Passage to read -

But many consumers (and custom installers) prefer the flexibility and power of a component-based sound system for their primary viewing and listening system. A small wireless speaker is fine for the bedroom, but I want to rock out in my living room. To this end, Sonos offers the Sonos Port ($449).

The Sonos Port adds Sonos functionality to any receiver or amplifier.

The Sonos Port allows you to turn any component-based audio or home theater system into both a Sonos playback zone and a source for other Sonos speakers in your home. Connect the Port to your receiver and now you can use the Sonos app to play back music in your living room. You can also choose whatever is connected to that receiver as a playback source for any Sonos speaker in your home. Whether this process is easy or hard depends on the gear you’re connecting it to.

Works with Sonos

Sonos offers a “Works with Sonos” certification program which identifies amps and receivers which work particularly well with the Sonos Port. If you own one of these certified components, then things are pretty simple once you get everything set up. Selecting the Port as a source in the Sonos app will automatically power up the receiver or amp and switch it to the correct input for Sonos playback. You’ll also be able to control the volume of that system from within the Sonos app on your phone.

Given instruction - Continue the Sonos Port review from the point where it stops, picking up after its last sentence.

Dataset excerpts -

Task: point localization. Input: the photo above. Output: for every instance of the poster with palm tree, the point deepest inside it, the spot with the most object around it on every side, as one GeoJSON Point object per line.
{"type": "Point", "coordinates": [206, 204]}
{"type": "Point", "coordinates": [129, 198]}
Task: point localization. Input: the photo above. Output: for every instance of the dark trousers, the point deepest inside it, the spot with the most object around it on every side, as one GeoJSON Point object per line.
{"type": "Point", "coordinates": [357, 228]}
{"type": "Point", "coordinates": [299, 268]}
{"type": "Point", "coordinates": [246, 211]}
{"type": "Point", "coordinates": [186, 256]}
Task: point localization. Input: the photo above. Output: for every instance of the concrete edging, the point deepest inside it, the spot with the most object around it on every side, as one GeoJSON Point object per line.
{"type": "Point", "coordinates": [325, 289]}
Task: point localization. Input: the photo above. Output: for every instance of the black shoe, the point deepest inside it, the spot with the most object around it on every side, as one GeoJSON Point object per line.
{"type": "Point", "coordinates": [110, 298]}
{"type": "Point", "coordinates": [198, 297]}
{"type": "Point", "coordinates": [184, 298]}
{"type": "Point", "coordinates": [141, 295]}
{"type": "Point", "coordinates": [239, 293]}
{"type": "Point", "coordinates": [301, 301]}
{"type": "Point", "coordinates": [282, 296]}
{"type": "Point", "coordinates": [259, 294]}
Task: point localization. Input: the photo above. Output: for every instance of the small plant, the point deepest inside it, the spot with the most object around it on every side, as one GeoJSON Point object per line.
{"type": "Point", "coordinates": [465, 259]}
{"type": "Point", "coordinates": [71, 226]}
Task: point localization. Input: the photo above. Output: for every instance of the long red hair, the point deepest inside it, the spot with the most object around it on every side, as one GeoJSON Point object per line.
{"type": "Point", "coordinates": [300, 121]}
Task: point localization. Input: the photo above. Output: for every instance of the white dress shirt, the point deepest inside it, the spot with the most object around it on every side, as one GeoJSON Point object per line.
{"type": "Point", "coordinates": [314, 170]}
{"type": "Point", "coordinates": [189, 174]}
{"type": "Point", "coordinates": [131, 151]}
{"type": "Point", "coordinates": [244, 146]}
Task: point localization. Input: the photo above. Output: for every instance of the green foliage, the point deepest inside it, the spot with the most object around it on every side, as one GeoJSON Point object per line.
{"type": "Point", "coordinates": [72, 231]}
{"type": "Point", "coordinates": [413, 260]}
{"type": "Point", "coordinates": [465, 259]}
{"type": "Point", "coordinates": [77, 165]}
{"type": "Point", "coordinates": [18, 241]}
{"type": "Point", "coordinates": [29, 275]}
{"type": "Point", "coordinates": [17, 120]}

The answer -
I tested the Sonos Port with Sony’s new STR-AZ1000ES receiver. It’s part of the first batch of Sony receivers to receive “Works with Sonos” certification. Set-up is not plug-and-play but it’s pretty straightforward and should be similar with any “Works with Sonos” product. You’ll need to add the Port to your Sonos system, plug it into your receiver and identify how you’re connecting it to the receiver (which inputs and outputs).

The Sonos Port sits next to its new pal the Sony STR-AZ1000ES receiver.

Setting Up a Sony Receiver with a Sonos Port

In the Sony’s “Network settings” menu, there’s a new “Works with Sonos” option. Here you identify which input you connected the Sonos Port to. The Port offers both analog stereo RCA outputs as well as a coax digital output. I used the coax digital output for testing. In that “Works with Sonos” menu, you can also set a default volume level for the Sonos Port. This is handy so you can prevent the music from coming on too low or too loud. You can also select whether you want the Port to playback over the receiver’s main zone or the Zone 2 or Zone 3 output of the receiver. Since I wanted to play music from Sonos over the main speaker system, I selected “Main” as the output zone. Once the “Works with Sonos” settings were done, I had to then assign the coax digital output to the input I had specified in the previous setting.

Sony receivers now have a “Works with Sonos” menu where you identify which Sonos products you’re using and how they are connected to the receiver.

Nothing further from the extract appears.